**Exercise description**
Please copy out the entries below exactly, beginning with the line that contains "Target: man's head" and ending with the line that contains "Put a dot on every instance of the girl's face", and include nothing outside that span.

### Stored data

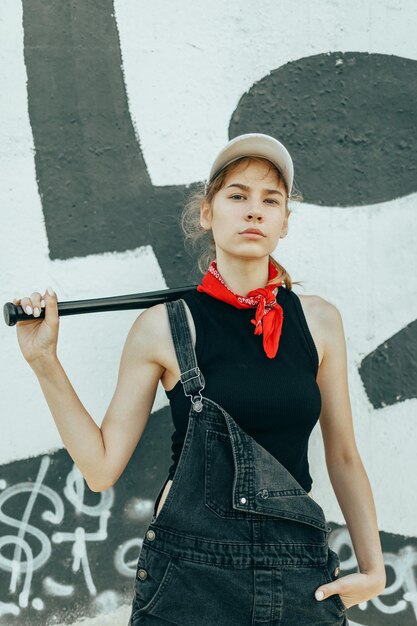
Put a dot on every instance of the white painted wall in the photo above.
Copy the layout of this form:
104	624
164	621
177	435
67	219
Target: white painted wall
219	50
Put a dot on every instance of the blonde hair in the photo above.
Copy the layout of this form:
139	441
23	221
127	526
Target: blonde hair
203	239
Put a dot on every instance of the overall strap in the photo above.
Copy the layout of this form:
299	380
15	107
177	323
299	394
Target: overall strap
191	377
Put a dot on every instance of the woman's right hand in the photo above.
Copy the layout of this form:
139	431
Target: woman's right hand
38	338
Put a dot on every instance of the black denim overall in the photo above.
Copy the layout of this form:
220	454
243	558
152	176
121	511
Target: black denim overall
238	541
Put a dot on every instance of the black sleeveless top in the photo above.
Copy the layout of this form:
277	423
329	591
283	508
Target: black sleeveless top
276	401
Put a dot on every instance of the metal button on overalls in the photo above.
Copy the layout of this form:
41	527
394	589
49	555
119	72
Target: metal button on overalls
239	541
142	574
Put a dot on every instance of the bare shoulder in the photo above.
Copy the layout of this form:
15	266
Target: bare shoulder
323	319
150	332
322	309
152	329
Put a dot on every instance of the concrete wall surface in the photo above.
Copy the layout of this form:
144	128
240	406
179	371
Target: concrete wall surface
110	112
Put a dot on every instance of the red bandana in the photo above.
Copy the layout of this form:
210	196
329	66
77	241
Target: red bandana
269	314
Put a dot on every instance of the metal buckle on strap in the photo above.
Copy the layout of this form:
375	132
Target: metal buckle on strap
198	402
193	369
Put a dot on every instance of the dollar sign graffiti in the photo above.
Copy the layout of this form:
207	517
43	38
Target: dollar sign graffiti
30	563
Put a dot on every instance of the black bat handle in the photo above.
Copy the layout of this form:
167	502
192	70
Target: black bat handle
14	312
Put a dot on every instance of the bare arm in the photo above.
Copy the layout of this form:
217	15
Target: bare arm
346	470
102	453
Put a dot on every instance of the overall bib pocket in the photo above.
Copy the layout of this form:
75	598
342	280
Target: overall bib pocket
219	475
153	575
331	571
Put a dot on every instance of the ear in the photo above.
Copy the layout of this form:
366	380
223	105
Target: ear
205	215
284	230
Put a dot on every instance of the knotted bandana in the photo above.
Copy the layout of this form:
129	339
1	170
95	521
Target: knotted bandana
269	314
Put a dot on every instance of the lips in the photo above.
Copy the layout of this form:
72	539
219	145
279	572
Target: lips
253	230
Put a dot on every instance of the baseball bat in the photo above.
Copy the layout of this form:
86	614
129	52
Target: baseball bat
14	313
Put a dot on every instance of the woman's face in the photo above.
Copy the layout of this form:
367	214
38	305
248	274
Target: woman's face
251	197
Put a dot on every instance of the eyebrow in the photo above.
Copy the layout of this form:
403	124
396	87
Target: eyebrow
246	188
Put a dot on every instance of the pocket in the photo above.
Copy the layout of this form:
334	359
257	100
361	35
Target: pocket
153	575
332	572
219	475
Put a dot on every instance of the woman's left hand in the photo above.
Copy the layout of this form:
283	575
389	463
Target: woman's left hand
353	588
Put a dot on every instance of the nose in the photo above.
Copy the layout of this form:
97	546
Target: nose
255	211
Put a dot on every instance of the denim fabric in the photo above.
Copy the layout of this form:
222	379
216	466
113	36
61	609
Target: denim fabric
238	541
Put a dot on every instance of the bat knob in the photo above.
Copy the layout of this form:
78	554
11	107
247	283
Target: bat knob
10	313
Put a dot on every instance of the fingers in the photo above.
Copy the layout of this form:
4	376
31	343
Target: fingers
32	305
51	309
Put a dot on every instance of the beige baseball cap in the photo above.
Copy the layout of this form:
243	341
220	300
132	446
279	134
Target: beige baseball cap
255	144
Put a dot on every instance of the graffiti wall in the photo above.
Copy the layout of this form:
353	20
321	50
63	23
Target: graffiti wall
111	112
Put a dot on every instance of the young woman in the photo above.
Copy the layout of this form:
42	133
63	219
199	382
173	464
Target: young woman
249	367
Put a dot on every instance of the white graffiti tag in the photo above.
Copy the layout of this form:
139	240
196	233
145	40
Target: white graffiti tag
24	561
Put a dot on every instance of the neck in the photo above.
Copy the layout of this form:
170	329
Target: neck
243	275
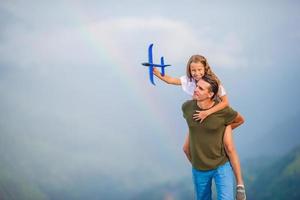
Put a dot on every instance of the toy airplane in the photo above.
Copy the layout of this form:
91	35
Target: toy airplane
150	64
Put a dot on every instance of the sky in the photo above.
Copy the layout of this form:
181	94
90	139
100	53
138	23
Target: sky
76	100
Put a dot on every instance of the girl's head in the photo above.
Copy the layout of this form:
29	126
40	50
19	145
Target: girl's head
197	67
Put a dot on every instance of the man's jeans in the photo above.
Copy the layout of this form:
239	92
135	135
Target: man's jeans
223	177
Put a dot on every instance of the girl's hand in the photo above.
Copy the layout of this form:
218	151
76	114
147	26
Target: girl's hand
200	115
156	71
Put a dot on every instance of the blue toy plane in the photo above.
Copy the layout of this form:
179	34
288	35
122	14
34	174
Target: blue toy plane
150	64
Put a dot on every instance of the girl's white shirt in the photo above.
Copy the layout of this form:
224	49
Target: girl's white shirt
190	86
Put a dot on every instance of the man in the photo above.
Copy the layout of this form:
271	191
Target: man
208	156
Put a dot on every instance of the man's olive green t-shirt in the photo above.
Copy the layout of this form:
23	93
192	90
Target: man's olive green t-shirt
206	138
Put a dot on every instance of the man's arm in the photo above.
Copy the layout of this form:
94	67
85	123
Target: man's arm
237	121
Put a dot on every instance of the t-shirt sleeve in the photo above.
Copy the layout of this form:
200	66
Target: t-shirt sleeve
184	109
230	115
222	91
187	85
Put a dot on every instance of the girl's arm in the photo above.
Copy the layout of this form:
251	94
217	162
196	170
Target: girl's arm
166	78
237	121
201	115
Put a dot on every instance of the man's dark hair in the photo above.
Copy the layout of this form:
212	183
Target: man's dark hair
214	86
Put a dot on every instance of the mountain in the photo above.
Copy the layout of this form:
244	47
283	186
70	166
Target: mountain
282	138
277	180
265	178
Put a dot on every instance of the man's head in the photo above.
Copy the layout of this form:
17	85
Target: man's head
207	88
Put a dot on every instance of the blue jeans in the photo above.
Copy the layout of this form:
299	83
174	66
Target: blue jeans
223	177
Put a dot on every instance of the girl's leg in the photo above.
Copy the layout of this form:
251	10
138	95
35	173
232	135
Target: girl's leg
232	154
235	163
186	147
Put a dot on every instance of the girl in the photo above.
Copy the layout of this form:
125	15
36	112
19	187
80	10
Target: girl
197	67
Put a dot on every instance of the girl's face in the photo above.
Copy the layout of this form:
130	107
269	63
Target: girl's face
197	70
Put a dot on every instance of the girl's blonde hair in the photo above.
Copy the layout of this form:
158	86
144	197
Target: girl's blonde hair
207	69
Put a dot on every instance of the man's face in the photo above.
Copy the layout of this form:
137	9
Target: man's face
202	91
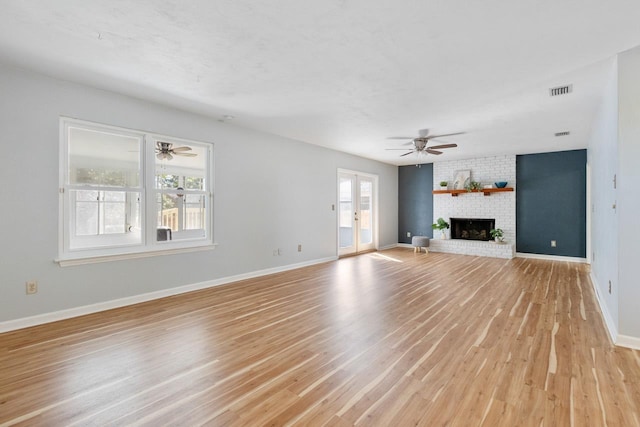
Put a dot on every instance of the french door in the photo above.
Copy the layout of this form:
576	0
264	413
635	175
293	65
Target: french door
357	216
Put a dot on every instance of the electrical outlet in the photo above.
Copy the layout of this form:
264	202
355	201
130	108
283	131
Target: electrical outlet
32	287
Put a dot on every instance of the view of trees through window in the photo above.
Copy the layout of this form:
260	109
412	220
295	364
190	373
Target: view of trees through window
114	196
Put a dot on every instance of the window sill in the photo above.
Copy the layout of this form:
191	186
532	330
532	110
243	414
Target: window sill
69	262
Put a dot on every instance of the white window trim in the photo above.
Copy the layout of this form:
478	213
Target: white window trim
148	247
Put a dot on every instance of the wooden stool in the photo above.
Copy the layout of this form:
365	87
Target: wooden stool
420	242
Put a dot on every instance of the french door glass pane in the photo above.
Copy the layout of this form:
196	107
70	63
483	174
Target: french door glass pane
346	213
365	219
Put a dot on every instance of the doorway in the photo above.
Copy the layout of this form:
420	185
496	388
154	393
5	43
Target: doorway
357	212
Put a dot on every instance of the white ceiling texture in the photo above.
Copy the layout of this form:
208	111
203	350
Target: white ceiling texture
344	74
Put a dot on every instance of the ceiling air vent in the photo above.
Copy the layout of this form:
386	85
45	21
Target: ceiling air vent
560	90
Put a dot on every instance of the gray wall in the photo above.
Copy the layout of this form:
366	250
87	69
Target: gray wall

######

**Finished task**
Target: man's head
207	88
Put a dot on every instance of the blue jeans in the photo above.
Copy the layout of this form:
299	83
174	66
Target: blue jeans
223	177
Put a dot on every instance of the girl's leg in the photo above.
Copy the layout of this form:
251	10
138	95
35	173
232	135
Target: girl's leg
232	154
235	163
186	147
Put a dot on every instance of the girl in the photo above.
Copy the layout of this form:
125	15
36	112
19	187
80	10
Target: girl
197	67
Put a dot on every instance of the girl's face in the photo above.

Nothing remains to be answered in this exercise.